AIM
Reproduce every one of the records below verbatim, line for line, without any alteration.

## Begin

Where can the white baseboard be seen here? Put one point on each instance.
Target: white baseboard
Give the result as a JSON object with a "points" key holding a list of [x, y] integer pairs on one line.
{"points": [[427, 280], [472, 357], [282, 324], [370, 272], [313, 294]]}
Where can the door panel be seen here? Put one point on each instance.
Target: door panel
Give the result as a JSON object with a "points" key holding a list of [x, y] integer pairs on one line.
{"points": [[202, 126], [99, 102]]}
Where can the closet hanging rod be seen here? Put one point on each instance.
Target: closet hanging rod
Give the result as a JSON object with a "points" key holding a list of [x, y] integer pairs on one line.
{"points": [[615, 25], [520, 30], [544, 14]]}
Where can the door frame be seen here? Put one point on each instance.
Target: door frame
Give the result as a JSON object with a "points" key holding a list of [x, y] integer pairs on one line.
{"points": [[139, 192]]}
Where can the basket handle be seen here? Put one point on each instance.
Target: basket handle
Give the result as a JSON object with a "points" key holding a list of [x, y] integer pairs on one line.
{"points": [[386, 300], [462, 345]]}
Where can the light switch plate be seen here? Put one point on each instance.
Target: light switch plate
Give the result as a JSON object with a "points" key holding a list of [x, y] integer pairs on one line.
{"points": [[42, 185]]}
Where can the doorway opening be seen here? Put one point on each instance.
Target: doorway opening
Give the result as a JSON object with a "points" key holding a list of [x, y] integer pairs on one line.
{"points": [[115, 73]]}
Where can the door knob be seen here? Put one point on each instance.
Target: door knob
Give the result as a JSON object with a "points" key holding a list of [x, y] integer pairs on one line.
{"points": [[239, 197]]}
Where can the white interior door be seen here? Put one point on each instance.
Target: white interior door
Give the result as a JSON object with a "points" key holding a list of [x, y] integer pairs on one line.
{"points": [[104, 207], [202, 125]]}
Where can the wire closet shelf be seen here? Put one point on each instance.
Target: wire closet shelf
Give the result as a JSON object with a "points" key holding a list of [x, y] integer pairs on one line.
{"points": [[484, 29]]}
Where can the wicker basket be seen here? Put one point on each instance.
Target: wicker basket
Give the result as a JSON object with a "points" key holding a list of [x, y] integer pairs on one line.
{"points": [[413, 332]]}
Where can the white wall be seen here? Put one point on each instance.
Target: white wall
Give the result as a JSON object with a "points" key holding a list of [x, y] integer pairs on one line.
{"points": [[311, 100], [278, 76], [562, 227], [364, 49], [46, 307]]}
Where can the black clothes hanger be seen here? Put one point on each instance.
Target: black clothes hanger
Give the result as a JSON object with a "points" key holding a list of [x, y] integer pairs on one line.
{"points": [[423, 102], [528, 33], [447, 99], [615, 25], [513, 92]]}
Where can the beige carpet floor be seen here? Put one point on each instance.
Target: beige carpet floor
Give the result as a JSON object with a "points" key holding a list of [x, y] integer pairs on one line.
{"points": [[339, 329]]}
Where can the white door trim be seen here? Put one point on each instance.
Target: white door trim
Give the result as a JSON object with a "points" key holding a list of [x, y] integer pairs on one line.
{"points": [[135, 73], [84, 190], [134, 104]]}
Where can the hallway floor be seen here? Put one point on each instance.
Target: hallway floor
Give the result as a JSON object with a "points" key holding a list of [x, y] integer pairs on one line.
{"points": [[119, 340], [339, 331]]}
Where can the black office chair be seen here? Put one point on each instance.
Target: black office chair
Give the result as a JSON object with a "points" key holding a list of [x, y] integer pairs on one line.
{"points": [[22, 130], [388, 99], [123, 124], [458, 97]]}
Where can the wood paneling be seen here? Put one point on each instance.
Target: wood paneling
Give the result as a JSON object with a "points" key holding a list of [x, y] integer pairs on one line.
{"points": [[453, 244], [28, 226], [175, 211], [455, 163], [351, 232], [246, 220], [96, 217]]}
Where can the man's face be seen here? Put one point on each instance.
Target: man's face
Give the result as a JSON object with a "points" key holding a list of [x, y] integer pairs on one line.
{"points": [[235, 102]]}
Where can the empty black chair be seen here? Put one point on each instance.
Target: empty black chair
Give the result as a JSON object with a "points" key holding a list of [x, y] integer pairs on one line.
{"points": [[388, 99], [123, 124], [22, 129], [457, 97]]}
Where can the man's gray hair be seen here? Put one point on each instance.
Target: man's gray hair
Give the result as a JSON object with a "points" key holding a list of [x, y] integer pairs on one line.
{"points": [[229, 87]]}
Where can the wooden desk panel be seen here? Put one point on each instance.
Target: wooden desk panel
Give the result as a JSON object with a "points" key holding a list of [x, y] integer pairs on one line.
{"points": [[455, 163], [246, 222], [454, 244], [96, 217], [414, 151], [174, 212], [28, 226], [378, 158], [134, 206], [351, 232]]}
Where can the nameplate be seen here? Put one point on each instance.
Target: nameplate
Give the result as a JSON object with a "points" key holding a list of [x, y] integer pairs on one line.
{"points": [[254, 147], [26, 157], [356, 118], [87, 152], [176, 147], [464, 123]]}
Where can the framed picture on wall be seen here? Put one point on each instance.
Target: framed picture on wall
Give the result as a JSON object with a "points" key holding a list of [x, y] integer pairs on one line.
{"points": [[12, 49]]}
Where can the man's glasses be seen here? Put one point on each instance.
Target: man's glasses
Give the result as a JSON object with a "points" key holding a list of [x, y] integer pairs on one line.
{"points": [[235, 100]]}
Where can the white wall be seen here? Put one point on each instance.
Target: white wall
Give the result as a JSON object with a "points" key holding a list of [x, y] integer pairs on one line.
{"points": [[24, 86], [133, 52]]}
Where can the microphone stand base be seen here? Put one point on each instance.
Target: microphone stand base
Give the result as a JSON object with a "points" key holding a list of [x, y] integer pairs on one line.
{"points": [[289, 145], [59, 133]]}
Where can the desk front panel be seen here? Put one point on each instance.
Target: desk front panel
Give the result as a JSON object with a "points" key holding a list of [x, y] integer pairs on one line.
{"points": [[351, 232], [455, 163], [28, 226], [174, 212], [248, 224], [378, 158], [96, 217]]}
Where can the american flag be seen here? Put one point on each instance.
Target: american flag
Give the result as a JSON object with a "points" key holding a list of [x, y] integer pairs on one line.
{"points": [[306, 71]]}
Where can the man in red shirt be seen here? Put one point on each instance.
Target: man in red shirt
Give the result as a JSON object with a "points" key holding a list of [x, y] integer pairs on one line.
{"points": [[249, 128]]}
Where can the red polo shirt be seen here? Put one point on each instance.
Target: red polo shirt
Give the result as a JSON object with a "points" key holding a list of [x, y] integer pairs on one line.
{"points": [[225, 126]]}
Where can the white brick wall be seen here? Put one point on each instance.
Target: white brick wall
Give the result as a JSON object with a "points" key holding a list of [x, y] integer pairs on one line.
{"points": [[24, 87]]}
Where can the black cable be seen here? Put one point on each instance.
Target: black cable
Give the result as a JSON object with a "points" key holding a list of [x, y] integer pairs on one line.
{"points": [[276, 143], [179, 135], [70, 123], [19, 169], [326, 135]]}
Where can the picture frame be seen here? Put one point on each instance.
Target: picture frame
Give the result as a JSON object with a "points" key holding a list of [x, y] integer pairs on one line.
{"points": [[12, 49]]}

## End

RESPONSE TO THIS TASK
Where can the white baseboard be seen here? Put one point on each instance.
Target: white baseboard
Give the result as a JSON object with a "points" key holding a list of [x, y] integer pairs on one line.
{"points": [[427, 280], [472, 357], [282, 324], [370, 272], [313, 294]]}
Where can the door panel be seen here? Put one point on each instance.
Target: door panel
Give the result as a JSON object with a "points" key holding a list of [x, y] integer pairs on one line.
{"points": [[202, 126], [99, 102]]}
Where can the closet hanging rod be seen here? Put one point on each instance.
Target: closet hanging rod
Give the result as a JSON object with a "points" key holding a list of [x, y] integer pairs on one line.
{"points": [[615, 25], [520, 30], [544, 14]]}
Where can the door frame be seen here? Put one point on each instance.
Target: door frame
Give the result as a JSON object with a "points" key holding a list of [x, y] integer pairs on one line.
{"points": [[139, 192]]}
Where can the basket handle be seen here? Put one point on each instance.
Target: basket handle
Give the result as a JSON object with a "points" key holding a list of [x, y] integer pairs on one line.
{"points": [[386, 300], [462, 345]]}
Where can the light switch plate be seen here? Put one point on each instance.
Target: light switch plate
Give the result as a JSON object with a "points" key holding a list of [x, y] integer pairs on one line.
{"points": [[42, 185]]}
Where can the doorway opening be seen here? Put one point on each instance.
Target: doorway opening
Give the result as a JSON object with a "points" key holding a list of [x, y] integer pairs on one line.
{"points": [[115, 73]]}
Where can the door knob be seen here? Put one point on each instance.
Target: door knob
Give the result as a JSON object with a "points" key holding a list of [x, y] integer pairs on one line.
{"points": [[239, 197]]}
Where can the white interior door be seen here? Put one point on each instance.
Target: white interior door
Give the result as a JSON object with a "points" key holding a list of [x, y] integer pairs on one line.
{"points": [[104, 207], [202, 125]]}
Where can the wire closet shelf be seen here? Put one point on each instance.
Target: wire closet shelf
Give the result as a JSON object with a "points" key holding a list of [x, y] integer pairs on one line.
{"points": [[484, 29]]}
Where can the wicker basket be seen here? Put one point on each instance.
Target: wicker basket
Give the result as a JSON object with a "points" key holding a list of [x, y] integer pairs on one line.
{"points": [[413, 332]]}
Where can the white wall be seen here? Put one point on each instance.
Target: white wall
Give the result as a JSON object with a "points" key holding a list of [x, y] integer pairs on one line.
{"points": [[311, 100], [278, 76], [562, 227], [364, 49], [46, 307]]}
Where can the black clothes hanger be seen here? Put one point on each instance.
Target: black clothes hanger
Give the result as a JSON object with a "points" key holding a list of [x, y] integer pairs on one line.
{"points": [[423, 102], [528, 33], [447, 99], [615, 25], [513, 92]]}
Where can the beige carpet floor be seen here? Put one point on each instance.
Target: beige carpet floor
Give the result as a JSON object with a "points" key holding a list of [x, y] integer pairs on one line.
{"points": [[339, 329]]}
Where can the white door trim be seen here? Put one point on each instance.
Target: white door trim
Give the result as a JSON object with a "points" key holding a list of [x, y] integer pairs on one line.
{"points": [[135, 73], [84, 190], [134, 104]]}
Where can the hallway floor be seen here? Put one point on each instance.
Target: hallway floor
Give the result as a JSON object with a "points" key holding a list of [x, y] integer pairs on one line.
{"points": [[119, 340], [339, 331]]}
Where can the black office chair be seen here? Put one point on each instance.
Target: black office chair
Give the result as a JSON object with a "points" key holding a list of [x, y] integer pairs on one line.
{"points": [[22, 130], [388, 99], [123, 124], [458, 97]]}
Where can the wood paneling be seen here? Put one point on each instance.
Target: wood paneling
Give the result as a JSON object with a "points" key holding a list of [x, y] integer pairs on one line.
{"points": [[453, 244], [28, 226], [175, 211], [455, 163], [351, 232], [246, 220], [96, 217]]}
Where can the man's face be seen here? Put one point on each instance.
Target: man's face
Give the result as a JSON object with a "points" key holding a list of [x, y] integer pairs on one line.
{"points": [[235, 102]]}
Where can the empty black chair be seen here? Put one point on each instance.
Target: empty black chair
Give the result as a JSON object with a "points" key holding a list of [x, y] integer pairs on one line.
{"points": [[388, 99], [123, 124], [22, 129], [457, 97]]}
Where can the man's gray hair be seen here? Put one point on each instance.
Target: man's gray hair
Give the result as a JSON object with a "points" key holding a list of [x, y] integer pairs on one line.
{"points": [[229, 87]]}
Where can the wooden desk panel be seen here? Put one point on each instance.
Target: wooden desk panel
Give the result as a JSON object with a "points" key holding a list of [x, y] integer pairs on one line.
{"points": [[455, 163], [246, 222], [454, 244], [96, 217], [414, 151], [174, 212], [28, 226], [378, 158], [134, 206], [351, 232]]}
Where can the nameplate be seen here? Put one point on each instance.
Target: nameplate
Give the result as a JSON object with a "points" key holding a list of [x, y] integer pairs on one line.
{"points": [[254, 147], [26, 157], [356, 118], [87, 152], [176, 147], [464, 123]]}
Where can the framed picture on wall be seen here? Put one point on each instance.
Target: framed picture on wall
Give the result as a JSON object with a "points" key holding a list of [x, y] integer pairs on one line.
{"points": [[12, 49]]}
Where can the man's glasses be seen here? Put one point on each instance.
Target: man's glasses
Give the result as a JSON object with a "points" key holding a list of [x, y] integer pairs on one line.
{"points": [[235, 100]]}
Where can the white wall be seen here? Put one point on each instance.
Target: white wall
Give the result as a JSON object with a "points" key holding a list of [x, y] integer pairs on one line.
{"points": [[24, 86], [133, 52]]}
Where can the microphone stand base be seen here? Put one point on each instance.
Target: microphone stand base
Give the result as a JSON object with a "points" key holding a list of [x, y] integer pairs on one line.
{"points": [[289, 145], [59, 133]]}
Where can the desk front panel be seen here? Put one point on each instance.
Target: desk front panel
Give the result as a JSON object with a "points" key holding a list of [x, y] integer pairs on one line.
{"points": [[351, 232], [455, 163], [28, 226], [174, 212], [248, 224], [378, 158], [96, 217]]}
Where can the american flag be seen here? Put one point on each instance.
Target: american flag
Give the result as a JSON object with a "points" key holding a list of [x, y] integer pairs on one line.
{"points": [[306, 71]]}
Where can the man in red shirt be seen here? Put one point on each instance.
Target: man in red shirt
Give the result as a JSON object with a "points" key holding a list of [x, y] integer pairs on one line.
{"points": [[249, 128]]}
Where can the red polo shirt be seen here? Put one point on each instance.
Target: red polo shirt
Give the result as a JSON object with a "points" key holding a list of [x, y] integer pairs on one line.
{"points": [[225, 126]]}
Where can the white brick wall be seen here? Put one point on each instance.
Target: white brick wall
Give the result as a JSON object with a "points" key holding a list of [x, y] integer pairs on one line.
{"points": [[24, 87]]}
Where can the black cable be seen here? Put one point on each instance.
Target: black cable
Give the result as a JSON object with a "points" key holding a list of [x, y] integer pairs on one line.
{"points": [[276, 143], [179, 135], [70, 123], [19, 169], [326, 135]]}
Where can the picture frame be seen here? Put one point on each instance.
Target: picture frame
Give the result as a JSON object with a "points" key holding a list of [x, y] integer pairs on one line.
{"points": [[12, 49]]}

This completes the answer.